• EXERCISE MATERIAL

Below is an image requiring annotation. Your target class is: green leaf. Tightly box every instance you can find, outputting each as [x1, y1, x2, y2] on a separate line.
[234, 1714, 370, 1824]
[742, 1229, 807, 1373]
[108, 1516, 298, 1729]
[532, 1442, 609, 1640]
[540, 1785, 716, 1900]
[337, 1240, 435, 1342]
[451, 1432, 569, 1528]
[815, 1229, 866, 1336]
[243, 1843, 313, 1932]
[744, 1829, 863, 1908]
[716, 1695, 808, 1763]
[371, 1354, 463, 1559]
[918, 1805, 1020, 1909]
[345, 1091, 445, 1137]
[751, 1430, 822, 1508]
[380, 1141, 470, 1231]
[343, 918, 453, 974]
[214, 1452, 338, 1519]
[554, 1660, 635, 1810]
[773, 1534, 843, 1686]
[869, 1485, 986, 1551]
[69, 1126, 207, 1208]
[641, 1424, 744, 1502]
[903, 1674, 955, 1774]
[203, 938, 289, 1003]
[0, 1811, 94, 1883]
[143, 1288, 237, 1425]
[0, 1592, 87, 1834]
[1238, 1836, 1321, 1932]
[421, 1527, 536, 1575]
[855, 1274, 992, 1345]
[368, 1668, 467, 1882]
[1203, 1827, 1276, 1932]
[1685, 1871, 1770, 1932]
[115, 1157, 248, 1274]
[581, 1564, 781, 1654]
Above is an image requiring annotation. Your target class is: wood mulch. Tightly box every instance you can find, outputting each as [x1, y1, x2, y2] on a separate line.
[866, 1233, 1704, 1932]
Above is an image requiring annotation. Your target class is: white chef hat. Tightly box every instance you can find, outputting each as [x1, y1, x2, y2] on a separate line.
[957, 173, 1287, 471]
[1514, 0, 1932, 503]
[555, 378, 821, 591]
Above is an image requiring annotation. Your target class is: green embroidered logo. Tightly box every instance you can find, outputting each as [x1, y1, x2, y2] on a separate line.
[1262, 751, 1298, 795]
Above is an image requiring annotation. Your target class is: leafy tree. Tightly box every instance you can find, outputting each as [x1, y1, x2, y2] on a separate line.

• ACTION ITEM
Reproduce each entry above character for character.

• OUTPUT FOR THIS EXERCISE
Below is an image requiring annotation. Your target class is: green leaf. Tightly box every instance you can find, outputting each as [x1, y1, x2, y2] on a separate line.
[234, 1714, 370, 1824]
[742, 1229, 807, 1373]
[108, 1516, 298, 1729]
[532, 1442, 609, 1640]
[540, 1785, 716, 1900]
[337, 1240, 435, 1342]
[451, 1432, 569, 1528]
[815, 1229, 866, 1336]
[243, 1843, 313, 1932]
[744, 1829, 863, 1908]
[716, 1695, 808, 1763]
[371, 1354, 463, 1559]
[918, 1805, 1020, 1909]
[345, 1091, 445, 1137]
[751, 1430, 822, 1508]
[380, 1141, 470, 1231]
[343, 918, 453, 974]
[214, 1452, 338, 1519]
[554, 1660, 635, 1810]
[773, 1534, 843, 1686]
[869, 1485, 986, 1551]
[69, 1126, 207, 1208]
[641, 1424, 744, 1502]
[903, 1674, 955, 1774]
[203, 938, 289, 1003]
[0, 1811, 94, 1883]
[143, 1288, 237, 1425]
[0, 1592, 87, 1834]
[1238, 1836, 1321, 1932]
[421, 1527, 536, 1575]
[855, 1274, 992, 1345]
[368, 1668, 467, 1882]
[1203, 1827, 1276, 1932]
[1685, 1871, 1770, 1932]
[115, 1157, 248, 1274]
[581, 1564, 781, 1654]
Above is an image requiring annotation. Your target class is: wood mulch. Tightly box every instance you can find, outputting each as [x1, y1, x2, y2] on a separate line.
[866, 1233, 1704, 1932]
Above is an image requiring annotation. Your target class is: white chef hat. Tightly box every instance you can find, outputting each as [x1, y1, x2, y2] on a separate line.
[957, 173, 1287, 471]
[1514, 0, 1932, 503]
[555, 378, 821, 591]
Above is an image requiring annotation. Your target class is: green embroidered logo. Tightly box every instance you can find, outputting each as [x1, y1, x2, y2] on a separate line.
[1262, 751, 1298, 795]
Above is an image requiring annotation. Your target class is: leafy tree. Tightly box every instance you can find, outputting each as [x1, y1, x2, y2] on a separate line.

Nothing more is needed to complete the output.